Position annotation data
------------------------------------------------------------------------
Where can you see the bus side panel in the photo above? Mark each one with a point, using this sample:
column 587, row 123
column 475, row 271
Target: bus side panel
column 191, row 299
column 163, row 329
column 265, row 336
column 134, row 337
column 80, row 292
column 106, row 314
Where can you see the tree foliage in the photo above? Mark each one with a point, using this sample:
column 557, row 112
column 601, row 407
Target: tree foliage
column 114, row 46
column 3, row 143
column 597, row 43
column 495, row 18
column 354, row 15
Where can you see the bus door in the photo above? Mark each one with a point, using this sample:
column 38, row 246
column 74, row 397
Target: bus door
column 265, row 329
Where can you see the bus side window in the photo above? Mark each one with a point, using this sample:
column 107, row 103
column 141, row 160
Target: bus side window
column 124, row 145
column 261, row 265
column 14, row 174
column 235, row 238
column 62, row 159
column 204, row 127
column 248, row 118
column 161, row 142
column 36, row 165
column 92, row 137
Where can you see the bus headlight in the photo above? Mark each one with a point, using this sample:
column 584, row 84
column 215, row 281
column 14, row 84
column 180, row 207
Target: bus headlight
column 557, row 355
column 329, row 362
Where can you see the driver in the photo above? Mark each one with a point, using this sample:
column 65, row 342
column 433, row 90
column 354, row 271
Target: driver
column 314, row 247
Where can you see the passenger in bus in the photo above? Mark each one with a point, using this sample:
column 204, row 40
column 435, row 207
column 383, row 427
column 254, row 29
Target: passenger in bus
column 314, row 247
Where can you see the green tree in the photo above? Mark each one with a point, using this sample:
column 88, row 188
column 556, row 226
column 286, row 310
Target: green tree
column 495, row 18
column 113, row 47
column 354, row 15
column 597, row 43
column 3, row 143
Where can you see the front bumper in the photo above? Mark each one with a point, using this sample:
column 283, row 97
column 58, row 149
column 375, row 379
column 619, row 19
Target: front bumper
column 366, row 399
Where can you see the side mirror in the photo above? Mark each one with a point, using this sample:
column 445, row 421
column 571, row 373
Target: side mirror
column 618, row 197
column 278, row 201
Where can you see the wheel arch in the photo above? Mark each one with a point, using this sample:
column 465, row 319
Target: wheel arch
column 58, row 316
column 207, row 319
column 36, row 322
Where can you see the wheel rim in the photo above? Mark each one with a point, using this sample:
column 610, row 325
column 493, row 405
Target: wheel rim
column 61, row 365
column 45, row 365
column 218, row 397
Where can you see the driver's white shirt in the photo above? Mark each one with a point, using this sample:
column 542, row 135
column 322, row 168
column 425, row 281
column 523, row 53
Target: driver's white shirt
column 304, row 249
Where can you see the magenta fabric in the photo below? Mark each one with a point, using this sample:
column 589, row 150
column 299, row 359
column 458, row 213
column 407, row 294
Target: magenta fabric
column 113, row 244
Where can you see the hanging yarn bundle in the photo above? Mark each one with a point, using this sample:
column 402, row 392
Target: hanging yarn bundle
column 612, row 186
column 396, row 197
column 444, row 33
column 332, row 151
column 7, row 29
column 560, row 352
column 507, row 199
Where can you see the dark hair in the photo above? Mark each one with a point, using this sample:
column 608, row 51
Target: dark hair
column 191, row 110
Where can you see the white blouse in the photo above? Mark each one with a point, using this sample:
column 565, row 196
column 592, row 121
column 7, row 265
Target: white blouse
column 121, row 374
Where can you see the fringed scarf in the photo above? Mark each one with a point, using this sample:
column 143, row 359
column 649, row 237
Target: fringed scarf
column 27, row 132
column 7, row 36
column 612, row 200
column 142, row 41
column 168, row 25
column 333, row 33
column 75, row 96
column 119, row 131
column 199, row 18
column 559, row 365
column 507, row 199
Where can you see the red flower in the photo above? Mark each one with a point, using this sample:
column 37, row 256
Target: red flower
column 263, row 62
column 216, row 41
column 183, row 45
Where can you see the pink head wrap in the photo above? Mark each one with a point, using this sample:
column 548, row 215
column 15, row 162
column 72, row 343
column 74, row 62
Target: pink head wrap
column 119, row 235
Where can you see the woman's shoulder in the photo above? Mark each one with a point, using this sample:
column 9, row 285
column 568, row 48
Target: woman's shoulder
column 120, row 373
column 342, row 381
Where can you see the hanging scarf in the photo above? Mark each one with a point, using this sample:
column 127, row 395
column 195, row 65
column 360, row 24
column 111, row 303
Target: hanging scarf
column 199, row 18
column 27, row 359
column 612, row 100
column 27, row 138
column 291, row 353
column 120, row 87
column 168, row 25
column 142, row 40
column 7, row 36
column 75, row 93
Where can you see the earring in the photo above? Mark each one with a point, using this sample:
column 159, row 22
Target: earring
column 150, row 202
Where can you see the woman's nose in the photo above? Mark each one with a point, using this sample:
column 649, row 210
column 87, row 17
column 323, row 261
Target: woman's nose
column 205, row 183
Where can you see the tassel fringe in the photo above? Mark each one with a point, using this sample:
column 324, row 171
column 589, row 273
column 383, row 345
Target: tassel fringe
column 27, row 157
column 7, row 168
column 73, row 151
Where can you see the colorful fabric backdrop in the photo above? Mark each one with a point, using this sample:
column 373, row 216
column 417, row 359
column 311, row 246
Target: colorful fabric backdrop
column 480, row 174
------------------------------------------------------------------------
Rewrite the data above with every "Target" renamed to "Object", leaving all other text unchanged.

> SOLUTION TO THE PROBLEM:
Where can you see the bus side panel in the photo above? Mark each one with a point, using this sample:
column 587, row 123
column 475, row 271
Object: bus side panel
column 191, row 299
column 163, row 329
column 265, row 336
column 134, row 337
column 80, row 292
column 106, row 314
Where can you see the tree foliage in the photo above? Mark each one with a point, using this sample:
column 557, row 112
column 601, row 407
Object: tree foliage
column 114, row 46
column 3, row 143
column 597, row 43
column 495, row 18
column 354, row 15
Where can you see the bus door in the photo above? Mark each one with a point, using this sample:
column 38, row 246
column 74, row 397
Object: bus door
column 265, row 329
Where can you see the bus side window in the photo above? Mark each one with a point, using this sample:
column 107, row 103
column 141, row 160
Object: bus side window
column 124, row 145
column 261, row 265
column 14, row 174
column 235, row 238
column 62, row 159
column 204, row 127
column 248, row 118
column 161, row 142
column 36, row 165
column 92, row 137
Where can you see the bus headlight in the photo above? Mark each one with a point, using this sample:
column 584, row 84
column 215, row 281
column 14, row 84
column 180, row 207
Object: bus headlight
column 557, row 355
column 329, row 362
Where can you see the driver in the photo above? Mark each one with a point, using this sample:
column 65, row 342
column 433, row 90
column 354, row 271
Object: driver
column 314, row 247
Where can you see the passenger in bus in the photo above? Mark each one with a point, using this sample:
column 204, row 40
column 435, row 207
column 383, row 427
column 254, row 29
Object: passenger in bus
column 314, row 247
Where can you see the green tree in the photo above? Mark each one with a point, using this sample:
column 88, row 188
column 556, row 226
column 286, row 310
Object: green tree
column 495, row 18
column 113, row 47
column 354, row 15
column 597, row 43
column 3, row 143
Where can you see the front bumper in the photo above? Mark each one with a point, using this sample:
column 283, row 97
column 58, row 149
column 375, row 379
column 619, row 19
Object: front bumper
column 366, row 399
Where can you see the side mirror in the photo above? Mark each one with a point, using this sample:
column 445, row 421
column 571, row 373
Object: side mirror
column 618, row 197
column 278, row 201
Where can you see the wheel arch in the photo above? Mark each one with a point, using this sample:
column 465, row 319
Object: wheel arch
column 58, row 316
column 207, row 319
column 36, row 322
Where can you see the wheel rim in the photo above? Mark each one with a point, using this sample:
column 610, row 325
column 493, row 405
Object: wheel rim
column 61, row 365
column 45, row 365
column 218, row 397
Where can you see the driver's white shirt in the photo above? Mark each one with a point, using this sample:
column 542, row 135
column 322, row 168
column 425, row 281
column 523, row 53
Object: driver's white shirt
column 304, row 249
Where can you see the magenta fabric in the photo below? Mark each one with a point, using this sample:
column 589, row 150
column 299, row 359
column 458, row 213
column 407, row 294
Object: magenta fabric
column 113, row 244
Where can you see the hanging yarn bundle in the photo above? Mark each one with a point, using this sample:
column 402, row 392
Object: hanging yarn bundle
column 612, row 186
column 396, row 197
column 444, row 33
column 332, row 151
column 7, row 29
column 560, row 352
column 507, row 199
Where can you see the dark hair in the photo above? Mark each one with a point, using this sample:
column 608, row 51
Object: dark hair
column 191, row 110
Where can you see the white blouse in the photo above? Mark each one with a point, using this sample:
column 565, row 196
column 592, row 121
column 7, row 265
Object: white blouse
column 121, row 374
Where can you see the fringed scarf in the photo above? Mark each one with a point, using this sample:
column 143, row 359
column 649, row 237
Object: fringed scarf
column 27, row 132
column 7, row 36
column 612, row 200
column 142, row 41
column 168, row 25
column 333, row 33
column 75, row 96
column 119, row 131
column 199, row 18
column 559, row 365
column 507, row 199
Where can you see the red flower in the photo above? Mark each one with a point, using this sample:
column 37, row 256
Object: red flower
column 263, row 62
column 216, row 41
column 183, row 45
Where can you see the pink head wrap in the photo above? Mark each one with a point, using this sample:
column 548, row 215
column 15, row 162
column 72, row 343
column 74, row 62
Object: pink head wrap
column 119, row 235
Where can you see the woman's shoulder in the photo above? Mark each one with a point, using this sample:
column 9, row 285
column 568, row 48
Object: woman's shoulder
column 120, row 373
column 342, row 381
Where can you see the hanging scarf in the photo above? Mark each one with a point, using this sample:
column 127, row 395
column 195, row 65
column 360, row 24
column 111, row 303
Object: hanging scarf
column 199, row 18
column 27, row 359
column 612, row 100
column 27, row 138
column 291, row 353
column 120, row 87
column 168, row 25
column 142, row 40
column 7, row 36
column 75, row 93
Where can you see the earring in the photo above? Mark each one with a point, using this sample:
column 159, row 22
Object: earring
column 150, row 202
Where can you see the woman's nose in the photo above? Mark each one with a point, using this sample:
column 649, row 210
column 87, row 17
column 323, row 261
Object: woman's nose
column 205, row 183
Where can you see the tassel fringe in the photo above? Mark each one with a point, using this sample:
column 324, row 171
column 589, row 273
column 383, row 345
Object: tassel fringe
column 27, row 157
column 7, row 168
column 73, row 151
Where can you see the colorful fabric backdrop in the photo above? Mark each one with a point, using this sample:
column 373, row 216
column 417, row 359
column 311, row 246
Object: colorful fabric backdrop
column 480, row 174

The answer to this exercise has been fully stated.